**INSTRUCTIONS TO FOLLOW:**
Transcribe the data exactly. Pictures stay out.

--------------------------------------------------

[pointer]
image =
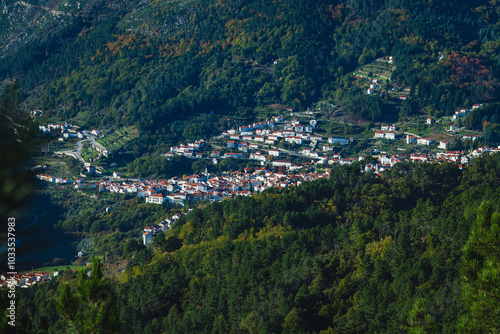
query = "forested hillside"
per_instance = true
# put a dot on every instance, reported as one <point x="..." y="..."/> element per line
<point x="150" y="63"/>
<point x="407" y="252"/>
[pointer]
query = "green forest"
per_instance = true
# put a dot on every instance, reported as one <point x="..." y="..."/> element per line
<point x="412" y="251"/>
<point x="151" y="63"/>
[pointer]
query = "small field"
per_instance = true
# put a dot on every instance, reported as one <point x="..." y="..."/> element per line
<point x="378" y="69"/>
<point x="119" y="138"/>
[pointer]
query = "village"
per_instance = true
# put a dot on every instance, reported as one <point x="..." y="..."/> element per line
<point x="309" y="157"/>
<point x="24" y="280"/>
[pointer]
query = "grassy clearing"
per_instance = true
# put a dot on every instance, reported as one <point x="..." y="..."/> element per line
<point x="51" y="269"/>
<point x="119" y="138"/>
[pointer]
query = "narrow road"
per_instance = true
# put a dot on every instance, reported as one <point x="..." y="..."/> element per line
<point x="75" y="153"/>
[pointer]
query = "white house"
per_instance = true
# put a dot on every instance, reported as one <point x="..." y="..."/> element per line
<point x="156" y="198"/>
<point x="274" y="152"/>
<point x="424" y="141"/>
<point x="443" y="145"/>
<point x="390" y="135"/>
<point x="410" y="139"/>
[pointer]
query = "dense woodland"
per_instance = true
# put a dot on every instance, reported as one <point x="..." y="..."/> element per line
<point x="410" y="251"/>
<point x="152" y="63"/>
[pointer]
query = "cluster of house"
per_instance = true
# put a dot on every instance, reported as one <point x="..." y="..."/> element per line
<point x="389" y="132"/>
<point x="373" y="85"/>
<point x="24" y="280"/>
<point x="216" y="188"/>
<point x="384" y="162"/>
<point x="53" y="179"/>
<point x="190" y="150"/>
<point x="165" y="225"/>
<point x="248" y="137"/>
<point x="464" y="112"/>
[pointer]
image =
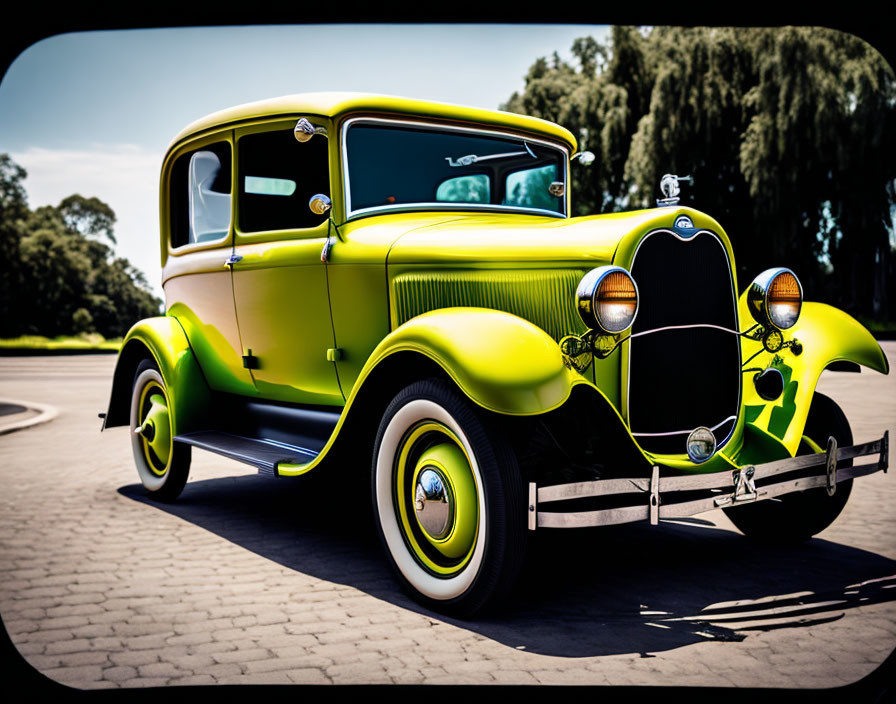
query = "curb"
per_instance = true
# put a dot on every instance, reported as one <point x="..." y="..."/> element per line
<point x="47" y="413"/>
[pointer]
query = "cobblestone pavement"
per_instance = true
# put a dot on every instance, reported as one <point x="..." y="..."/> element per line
<point x="247" y="579"/>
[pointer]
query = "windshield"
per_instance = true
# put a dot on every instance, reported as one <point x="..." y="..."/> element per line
<point x="394" y="165"/>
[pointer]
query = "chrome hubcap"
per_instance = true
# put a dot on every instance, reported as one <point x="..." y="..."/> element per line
<point x="433" y="503"/>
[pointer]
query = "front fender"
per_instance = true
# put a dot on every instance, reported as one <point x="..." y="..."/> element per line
<point x="502" y="362"/>
<point x="163" y="340"/>
<point x="827" y="335"/>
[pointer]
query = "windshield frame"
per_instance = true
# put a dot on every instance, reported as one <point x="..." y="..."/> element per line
<point x="441" y="205"/>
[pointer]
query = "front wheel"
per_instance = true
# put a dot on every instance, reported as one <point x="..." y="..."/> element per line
<point x="448" y="499"/>
<point x="162" y="464"/>
<point x="799" y="516"/>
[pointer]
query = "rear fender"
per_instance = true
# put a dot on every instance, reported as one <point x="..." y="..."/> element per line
<point x="162" y="340"/>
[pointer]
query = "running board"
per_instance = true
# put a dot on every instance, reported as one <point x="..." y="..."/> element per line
<point x="261" y="453"/>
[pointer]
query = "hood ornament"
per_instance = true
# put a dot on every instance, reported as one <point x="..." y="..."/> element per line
<point x="670" y="188"/>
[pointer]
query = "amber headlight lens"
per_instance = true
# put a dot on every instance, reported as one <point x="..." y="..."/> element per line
<point x="775" y="298"/>
<point x="784" y="300"/>
<point x="608" y="299"/>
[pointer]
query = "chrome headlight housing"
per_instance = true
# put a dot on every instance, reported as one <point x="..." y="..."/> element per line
<point x="607" y="299"/>
<point x="775" y="298"/>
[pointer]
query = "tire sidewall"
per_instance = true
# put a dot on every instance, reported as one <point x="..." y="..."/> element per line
<point x="146" y="373"/>
<point x="489" y="571"/>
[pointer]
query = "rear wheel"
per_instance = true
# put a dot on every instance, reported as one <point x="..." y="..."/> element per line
<point x="448" y="499"/>
<point x="799" y="516"/>
<point x="162" y="464"/>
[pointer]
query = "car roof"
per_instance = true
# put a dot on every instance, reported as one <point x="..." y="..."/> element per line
<point x="339" y="103"/>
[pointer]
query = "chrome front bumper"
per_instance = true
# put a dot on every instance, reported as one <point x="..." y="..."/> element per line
<point x="656" y="495"/>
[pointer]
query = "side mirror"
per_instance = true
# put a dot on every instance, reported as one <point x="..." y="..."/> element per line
<point x="319" y="204"/>
<point x="304" y="130"/>
<point x="584" y="158"/>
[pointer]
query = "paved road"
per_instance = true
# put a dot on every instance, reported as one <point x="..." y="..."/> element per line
<point x="247" y="579"/>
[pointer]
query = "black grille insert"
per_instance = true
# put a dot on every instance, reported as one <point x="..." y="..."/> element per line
<point x="683" y="377"/>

--------------------------------------------------

**EXERCISE RESPONSE:**
[pointer]
image =
query = "forested hillside"
per_instance = true
# put a dot on every instance, reported as one <point x="..." y="..."/> element per line
<point x="150" y="63"/>
<point x="407" y="252"/>
[pointer]
query = "green forest"
per_instance = true
# put a dot on every instance, reported as one <point x="..." y="..."/> element per line
<point x="412" y="251"/>
<point x="151" y="63"/>
[pointer]
query = "small field"
per_instance = true
# put a dot on every instance, reported as one <point x="..." y="..."/> element per line
<point x="378" y="69"/>
<point x="119" y="138"/>
[pointer]
query = "village"
per_instance = true
# put a dot on every instance, reported as one <point x="..." y="..."/> element per line
<point x="309" y="157"/>
<point x="24" y="280"/>
[pointer]
query = "grassy clearing"
per_instance = true
# put a dot on every instance, reported as one <point x="..." y="..."/> element per line
<point x="51" y="269"/>
<point x="119" y="138"/>
[pointer]
query = "narrow road"
per_instance = true
# put a dot on every instance, reported as one <point x="..." y="..."/> element per line
<point x="75" y="153"/>
[pointer]
query = "white house"
per_instance = true
# put a dot on every instance, reported as one <point x="..." y="..."/> element per line
<point x="156" y="198"/>
<point x="274" y="152"/>
<point x="424" y="141"/>
<point x="443" y="145"/>
<point x="390" y="135"/>
<point x="410" y="139"/>
[pointer]
query = "dense woodland"
per_instance = true
# put a dot on every instance, reported as one <point x="..." y="..."/> element per line
<point x="410" y="251"/>
<point x="152" y="63"/>
[pointer]
query = "cluster of house"
per_instance = true
# put a dot on every instance, reported as one <point x="..." y="..."/> element per line
<point x="389" y="132"/>
<point x="373" y="85"/>
<point x="24" y="280"/>
<point x="216" y="188"/>
<point x="384" y="162"/>
<point x="53" y="179"/>
<point x="190" y="150"/>
<point x="165" y="225"/>
<point x="248" y="137"/>
<point x="464" y="112"/>
[pointer]
image =
query = "curb"
per_instance = true
# put a dot on every instance, reported as one <point x="..." y="..."/> element per line
<point x="47" y="413"/>
[pointer]
query = "cobblestone pavement"
per_instance = true
# put a dot on every instance, reported as one <point x="..." y="..."/> element per line
<point x="247" y="579"/>
[pointer]
query = "windshield"
per_instance = true
# put a dot on every instance, reported as one <point x="..." y="..."/> element per line
<point x="394" y="165"/>
[pointer]
query = "chrome hubcap"
per_instance = true
# put a dot on every instance, reported as one <point x="..." y="..."/> element per line
<point x="433" y="503"/>
[pointer]
query = "front fender"
per_instance = true
# put a dot on every instance, reported as one <point x="..." y="..."/> element per line
<point x="502" y="362"/>
<point x="163" y="340"/>
<point x="827" y="335"/>
[pointer]
query = "windshield frame"
per_instance = true
# put a dot on every instance, reported as one <point x="..." y="..."/> element per line
<point x="441" y="205"/>
[pointer]
query = "front wheel"
per_instance = true
# put a dot on every instance, reported as one <point x="..." y="..."/> element per line
<point x="448" y="499"/>
<point x="162" y="464"/>
<point x="799" y="516"/>
[pointer]
query = "rear fender"
per_instance = true
# put a dot on every instance, reported as one <point x="..." y="..."/> element per line
<point x="162" y="340"/>
[pointer]
query = "running board"
per_instance = true
# put a dot on every instance, reported as one <point x="..." y="..."/> element per line
<point x="261" y="453"/>
[pointer]
query = "hood ornament"
per_instance = true
# put a dot on every instance, reported as one <point x="..." y="..."/> element per line
<point x="670" y="188"/>
[pointer]
query = "amber headlight lens"
per_instance = true
# put a dot on every instance, reported as one <point x="..." y="..."/> element per line
<point x="775" y="298"/>
<point x="784" y="300"/>
<point x="608" y="299"/>
[pointer]
query = "chrome headlight housing"
per_instance = true
# put a dot on every instance, reported as one <point x="..." y="..."/> element per line
<point x="607" y="299"/>
<point x="775" y="298"/>
[pointer]
query = "tire sidewall"
per_instance = true
# put a dot on every instance, reported as one <point x="..." y="..."/> element per line
<point x="146" y="373"/>
<point x="489" y="571"/>
[pointer]
query = "rear wheel"
per_instance = true
# put a dot on every instance, reported as one <point x="..." y="..."/> element per line
<point x="448" y="499"/>
<point x="799" y="516"/>
<point x="162" y="464"/>
[pointer]
query = "car roof"
per_instance = true
# put a dot on every instance, reported as one <point x="..." y="..."/> element per line
<point x="339" y="103"/>
[pointer]
query = "chrome front bumper"
per_instance = true
# put a dot on every instance, reported as one <point x="..." y="..."/> element per line
<point x="656" y="495"/>
[pointer]
query = "side mirror"
per_instance = true
# put a dot on every instance, reported as one <point x="..." y="..."/> element per line
<point x="319" y="204"/>
<point x="304" y="130"/>
<point x="584" y="158"/>
[pointer]
query = "paved road"
per_instance = true
# put a dot on every instance, reported as one <point x="..." y="..."/> element per line
<point x="247" y="579"/>
[pointer]
query = "black grille insert"
per_instance = true
# put a dot on every instance, reported as one <point x="..." y="..."/> element per line
<point x="683" y="377"/>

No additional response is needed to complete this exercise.